═════ SOURCE PASSAGE ═════
CORRESP 1 filename1.htm CORRESP

NAAS TECHNOLOGY INC.

Newlink Center, Area G, Building 7, Huitong Times Square

No.1 Yaojiayuan South Road, Chaoyang District, Beijing, 100024

People’s Republic of China

 

August 9, 2023

VIA EDGAR

Ms. Jennifer Gowetski

Mr. Austin Pattan

Division of Corporation Finance

Disclosure Review Program

Securities and Exchange Commission

100 F Street, N.E.

Washington, D.C. 20549

 

  Re:

NaaS Technology Inc. (the “Company”)

Form 20-F for the Fiscal Year Ended December 31, 2022

Filed May 1, 2023

File No. 001-38235                                                                         

Dear Ms. Gowetski and Mr. Pattan,

This letter sets forth the Company’s response to the comments contained in the letter dated July 28, 2023 from the staff (the “Staff”) of the Securities and Exchange Commission (the “Commission”) regarding the Company’s annual report on Form 20-F for the fiscal year ended December 31, 2022 filed with the Commission on May 1, 2023 (the “2022 Form 20-F”). The Staff’s comments are repeated below in bold and followed by the Company’s responses thereto. All capitalized terms used but not defined in this letter shall have the meanings ascribed to them in the 2022 Form 20-F.

Form 20-F for the Fiscal Year Ended December 31, 2022

Item 16I. Disclosure Regarding Foreign Jurisdictions that Prevent Inspections, page 103

 

1.
═════
Repeat word for word the section of the company's response letter that opens with the words containing "NaaS Technology Inc. (the" and closes with "2022 Form 20-F.". The items that come after this letter are not needed for anything here.
═════ DATA SECTION ═════
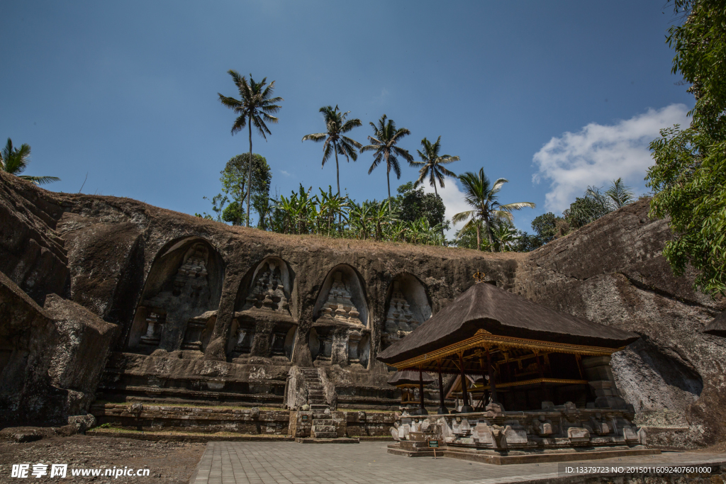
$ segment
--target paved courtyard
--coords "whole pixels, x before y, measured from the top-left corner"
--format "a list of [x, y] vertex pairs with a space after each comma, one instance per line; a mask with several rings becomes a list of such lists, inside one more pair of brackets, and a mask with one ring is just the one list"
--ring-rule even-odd
[[[300, 444], [293, 442], [210, 442], [192, 484], [482, 484], [560, 477], [558, 464], [496, 466], [454, 459], [401, 457], [387, 442]], [[726, 464], [726, 454], [667, 452], [660, 456], [588, 461], [590, 465]], [[576, 463], [568, 462], [568, 465]]]

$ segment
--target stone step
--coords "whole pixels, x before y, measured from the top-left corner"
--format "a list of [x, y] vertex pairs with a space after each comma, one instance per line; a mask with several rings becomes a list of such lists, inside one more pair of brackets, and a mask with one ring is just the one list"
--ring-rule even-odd
[[333, 419], [313, 419], [313, 425], [335, 425]]
[[337, 438], [338, 433], [335, 432], [321, 432], [314, 434], [315, 438]]

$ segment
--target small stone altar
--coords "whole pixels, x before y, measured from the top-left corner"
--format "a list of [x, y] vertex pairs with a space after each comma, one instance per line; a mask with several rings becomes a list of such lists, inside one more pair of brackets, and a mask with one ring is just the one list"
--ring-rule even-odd
[[259, 264], [242, 310], [232, 318], [227, 347], [232, 359], [292, 358], [298, 321], [290, 313], [290, 290], [285, 262], [269, 258]]
[[382, 343], [388, 347], [415, 329], [423, 321], [418, 321], [411, 311], [411, 305], [401, 291], [398, 281], [393, 282], [388, 312], [386, 315], [386, 330]]
[[483, 412], [400, 415], [391, 432], [388, 453], [431, 454], [426, 442], [439, 441], [447, 457], [488, 464], [526, 464], [652, 455], [645, 432], [632, 423], [632, 409], [579, 409], [543, 402], [541, 411], [505, 411], [490, 403]]
[[367, 367], [370, 354], [370, 329], [343, 272], [333, 274], [333, 282], [309, 337], [311, 354], [319, 364], [360, 365]]

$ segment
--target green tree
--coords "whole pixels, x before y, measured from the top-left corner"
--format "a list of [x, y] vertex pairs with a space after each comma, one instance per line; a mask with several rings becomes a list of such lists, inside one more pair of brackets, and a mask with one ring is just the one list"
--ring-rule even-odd
[[422, 216], [429, 225], [441, 225], [444, 230], [449, 228], [449, 221], [444, 220], [446, 207], [438, 194], [425, 193], [423, 188], [415, 189], [411, 181], [399, 186], [396, 206], [399, 218], [404, 222], [414, 222]]
[[563, 221], [562, 217], [558, 217], [552, 212], [534, 218], [531, 223], [532, 230], [537, 234], [535, 237], [539, 239], [539, 245], [552, 242], [557, 237], [560, 231], [558, 224]]
[[579, 229], [613, 211], [609, 198], [600, 189], [588, 186], [584, 195], [577, 197], [563, 216], [572, 227]]
[[[388, 120], [388, 123], [386, 123]], [[388, 184], [388, 211], [391, 211], [391, 170], [396, 173], [396, 179], [401, 178], [401, 166], [399, 165], [398, 157], [401, 157], [409, 164], [413, 163], [413, 157], [408, 152], [407, 149], [399, 148], [396, 144], [409, 134], [411, 131], [405, 128], [396, 128], [396, 123], [392, 119], [388, 119], [384, 114], [378, 120], [378, 126], [376, 126], [372, 123], [370, 123], [373, 128], [373, 136], [368, 136], [370, 144], [361, 148], [361, 152], [367, 151], [375, 152], [373, 153], [373, 164], [368, 170], [368, 174], [371, 174], [375, 167], [380, 164], [381, 161], [386, 162], [386, 179]]]
[[632, 189], [627, 186], [623, 183], [621, 178], [613, 180], [613, 184], [605, 190], [605, 194], [610, 198], [615, 209], [624, 207], [635, 201], [635, 195], [633, 194]]
[[343, 136], [346, 133], [349, 133], [351, 130], [357, 126], [362, 126], [361, 120], [357, 118], [346, 120], [350, 111], [340, 112], [338, 109], [338, 105], [333, 108], [330, 106], [324, 106], [320, 108], [319, 112], [322, 113], [323, 119], [325, 120], [325, 128], [327, 131], [325, 133], [314, 133], [306, 134], [303, 136], [303, 141], [308, 139], [316, 143], [325, 141], [322, 147], [322, 165], [325, 166], [325, 162], [330, 158], [333, 153], [335, 155], [335, 179], [338, 181], [338, 194], [340, 194], [340, 169], [338, 164], [338, 154], [346, 157], [346, 160], [350, 162], [358, 159], [358, 153], [356, 148], [360, 148], [362, 145], [354, 139]]
[[717, 0], [676, 0], [688, 18], [669, 29], [672, 73], [696, 98], [686, 129], [664, 129], [650, 144], [654, 192], [650, 214], [670, 218], [672, 239], [663, 255], [677, 276], [690, 265], [695, 285], [726, 294], [726, 9]]
[[12, 140], [7, 139], [5, 147], [0, 152], [0, 169], [23, 180], [32, 181], [36, 185], [45, 185], [54, 181], [60, 181], [57, 176], [31, 176], [21, 175], [30, 163], [30, 145], [23, 143], [20, 148], [12, 146]]
[[492, 226], [494, 221], [511, 221], [514, 218], [512, 215], [513, 210], [525, 208], [534, 208], [537, 206], [531, 202], [518, 202], [501, 205], [499, 202], [498, 194], [502, 189], [502, 185], [507, 183], [508, 180], [500, 178], [492, 184], [489, 179], [484, 174], [484, 168], [480, 168], [478, 173], [468, 171], [463, 175], [460, 175], [459, 181], [461, 181], [464, 188], [465, 195], [464, 200], [472, 207], [472, 210], [457, 213], [452, 218], [452, 221], [457, 223], [468, 221], [462, 230], [466, 229], [470, 224], [476, 228], [476, 245], [479, 250], [481, 247], [480, 228], [482, 226], [486, 234], [489, 249], [493, 252], [494, 241]]
[[[243, 210], [245, 199], [249, 199], [248, 193], [248, 167], [250, 155], [243, 153], [232, 157], [227, 163], [224, 169], [219, 172], [221, 177], [222, 192], [229, 196], [229, 205], [222, 215], [222, 220], [231, 222], [232, 225], [242, 225], [247, 222]], [[255, 153], [252, 155], [252, 207], [257, 213], [257, 225], [261, 228], [265, 216], [269, 210], [270, 184], [272, 181], [272, 171], [264, 157]], [[248, 211], [249, 213], [249, 211]], [[246, 223], [249, 226], [249, 223]]]
[[[222, 105], [227, 106], [234, 111], [238, 115], [234, 123], [232, 126], [232, 134], [234, 134], [242, 131], [245, 126], [248, 127], [250, 138], [250, 155], [249, 168], [248, 171], [248, 184], [252, 184], [252, 125], [255, 126], [257, 132], [259, 133], [265, 141], [267, 140], [266, 134], [272, 134], [267, 128], [265, 122], [277, 123], [277, 118], [273, 116], [280, 108], [280, 106], [274, 104], [282, 101], [282, 97], [272, 97], [274, 91], [274, 81], [267, 86], [267, 78], [264, 78], [261, 82], [256, 83], [250, 74], [250, 82], [247, 82], [245, 76], [240, 76], [236, 71], [230, 69], [227, 71], [234, 81], [234, 85], [240, 91], [240, 99], [234, 97], [227, 97], [220, 93], [219, 101]], [[267, 86], [267, 87], [265, 87]], [[250, 226], [250, 192], [247, 193], [247, 226]]]
[[418, 172], [418, 179], [414, 184], [414, 187], [415, 188], [423, 184], [428, 176], [428, 184], [433, 187], [433, 192], [438, 197], [439, 192], [436, 190], [436, 181], [438, 181], [439, 186], [444, 188], [444, 176], [456, 176], [456, 173], [448, 170], [444, 165], [459, 161], [459, 157], [439, 154], [439, 151], [441, 148], [441, 136], [439, 136], [436, 142], [433, 144], [431, 144], [431, 141], [424, 138], [421, 140], [421, 146], [423, 147], [423, 152], [420, 149], [417, 149], [416, 151], [418, 152], [418, 155], [422, 161], [412, 162], [413, 166], [421, 167], [421, 169]]

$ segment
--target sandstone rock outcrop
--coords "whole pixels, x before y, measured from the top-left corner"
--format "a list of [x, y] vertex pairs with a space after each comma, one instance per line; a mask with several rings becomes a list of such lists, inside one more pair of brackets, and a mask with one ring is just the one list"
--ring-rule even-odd
[[[725, 435], [726, 340], [701, 331], [726, 303], [672, 276], [660, 255], [667, 223], [648, 218], [646, 201], [532, 253], [488, 254], [272, 234], [0, 177], [0, 271], [17, 288], [3, 294], [13, 295], [14, 317], [57, 335], [11, 341], [23, 324], [3, 319], [7, 351], [38, 353], [20, 380], [4, 366], [6, 409], [7, 378], [66, 395], [95, 386], [105, 398], [294, 408], [300, 389], [285, 386], [303, 379], [293, 367], [320, 369], [333, 407], [395, 406], [376, 355], [481, 271], [534, 301], [642, 335], [613, 360], [642, 424], [688, 427], [702, 443]], [[94, 328], [83, 344], [97, 357], [83, 356], [93, 368], [83, 377], [52, 378], [39, 348], [57, 345], [64, 326], [48, 309], [71, 301], [85, 308], [76, 319]], [[71, 366], [81, 361], [73, 348]]]

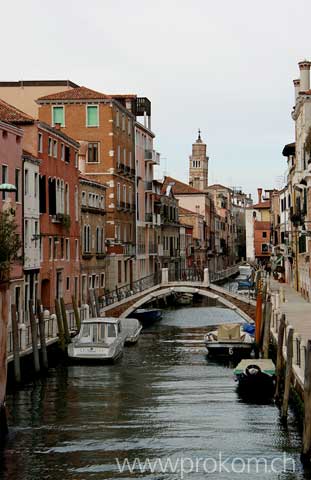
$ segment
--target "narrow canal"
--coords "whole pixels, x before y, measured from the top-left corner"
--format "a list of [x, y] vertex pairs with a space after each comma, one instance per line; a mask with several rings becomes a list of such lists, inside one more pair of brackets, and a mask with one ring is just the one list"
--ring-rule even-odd
[[[168, 310], [118, 364], [51, 369], [47, 379], [10, 394], [0, 478], [311, 478], [300, 467], [294, 417], [284, 428], [273, 404], [243, 402], [232, 369], [207, 359], [203, 334], [221, 320], [236, 314]], [[256, 467], [254, 457], [266, 466]], [[128, 466], [121, 472], [116, 458], [120, 468], [137, 458], [142, 469], [149, 459], [155, 472], [148, 464], [140, 470], [138, 460], [134, 473]], [[164, 473], [156, 459], [171, 462]]]

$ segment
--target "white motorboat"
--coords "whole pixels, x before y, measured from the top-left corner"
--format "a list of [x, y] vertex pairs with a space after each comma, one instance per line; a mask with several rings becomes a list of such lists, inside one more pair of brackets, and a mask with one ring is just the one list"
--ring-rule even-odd
[[245, 325], [228, 323], [208, 332], [204, 337], [208, 354], [215, 357], [248, 358], [255, 344], [253, 335], [244, 330]]
[[80, 361], [115, 361], [123, 353], [126, 331], [119, 318], [90, 318], [68, 345], [68, 356]]
[[137, 342], [142, 325], [136, 318], [121, 318], [121, 332], [125, 334], [125, 345]]

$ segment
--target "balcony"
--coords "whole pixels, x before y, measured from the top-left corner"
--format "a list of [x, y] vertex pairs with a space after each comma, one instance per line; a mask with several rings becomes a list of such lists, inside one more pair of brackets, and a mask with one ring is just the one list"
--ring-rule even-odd
[[123, 246], [123, 253], [124, 255], [132, 257], [136, 254], [135, 245], [133, 245], [132, 243], [125, 243]]
[[145, 150], [145, 161], [160, 165], [160, 154], [155, 150]]
[[154, 193], [153, 189], [153, 182], [145, 182], [145, 192], [146, 193]]

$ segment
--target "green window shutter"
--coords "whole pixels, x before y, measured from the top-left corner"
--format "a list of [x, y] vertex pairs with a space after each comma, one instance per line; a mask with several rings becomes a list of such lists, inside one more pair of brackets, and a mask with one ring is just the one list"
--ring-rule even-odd
[[87, 126], [98, 127], [98, 106], [97, 105], [87, 106]]
[[53, 108], [53, 125], [60, 123], [61, 127], [65, 126], [64, 122], [64, 107]]

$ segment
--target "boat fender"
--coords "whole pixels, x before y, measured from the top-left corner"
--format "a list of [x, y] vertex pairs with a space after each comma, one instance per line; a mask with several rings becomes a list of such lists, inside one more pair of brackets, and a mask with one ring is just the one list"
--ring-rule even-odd
[[261, 369], [258, 365], [248, 365], [245, 369], [246, 375], [258, 375], [259, 373], [261, 373]]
═════
*ANSWER IN FULL*:
NaaS Technology Inc. (the “Company”)

Form 20-F for the Fiscal Year Ended December 31, 2022

Filed May 1, 2023

File No. 001-38235                                                                         

Dear Ms. Gowetski and Mr. Pattan,

This letter sets forth the Company’s response to the comments contained in the letter dated July 28, 2023 from the staff (the “Staff”) of the Securities and Exchange Commission (the “Commission”) regarding the Company’s annual report on Form 20-F for the fiscal year ended December 31, 2022 filed with the Commission on May 1, 2023 (the “2022 Form 20-F”). The Staff’s comments are repeated below in bold and followed by the Company’s responses thereto. All capitalized terms used but not defined in this letter shall have the meanings ascribed to them in the 2022 Form 20-F.